### Text section
British screenwriter (born 1962)

Henry Fromanteel Lytton Cobbold, 3rd Baron Cobbold (born 12 May 1962), is a British screenwriter. He is the current occupant of Knebworth House in Hertfordshire, England.

He is the son of David Lytton Cobbold, 2nd Baron Cobbold, and succeeded his father in the Cobbold barony in May 2022. He is married to Martha Boone, with two children, Morwenna Gray and Edward. He is a great-great-great-grandson of novelist Edward Bulwer-Lytton.

Trained as a screenwriter, Lytton Cobbold was an assistant to the filming of The Shooting Party, part of which was filmed at Knebworth House, and subsequently worked on Water. From 1987 to 1993, he lived in Los Angeles, and scripted several TV shows, including Lake Consequence. He returned to Britain and lived in Knebworth village until 2000, when he took over the daily running of Knebworth House from his father. He continued to practise his trade during this period, scripting "Night of Abandon", an episode of the Red Shoe Diaries, in 1997.

### What this task involves
Continue the biography of Henry Lytton Cobbold from its last sentence.

### Material shown
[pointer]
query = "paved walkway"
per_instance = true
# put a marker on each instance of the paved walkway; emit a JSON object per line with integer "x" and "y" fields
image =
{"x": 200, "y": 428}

### Written response
In 2008 he engaged in – and won – a debate with Scott Rice, founder of the Bulwer-Lytton Fiction Contest, a bad-writing contest sponsored annually by San Jose State University, on the subject of the literary reputation of his ancestor Bulwer-Lytton. The debate took place in Lytton, British Columbia, named after the novelist; the mayor made it clear that the town was backing the Bulwer-Lytton side.
In 2017 Lytton Cobbold published a two-volume book about Emily Bulwer-Lytton, the daughter of his ancestor Edward Bulwer-Lytton.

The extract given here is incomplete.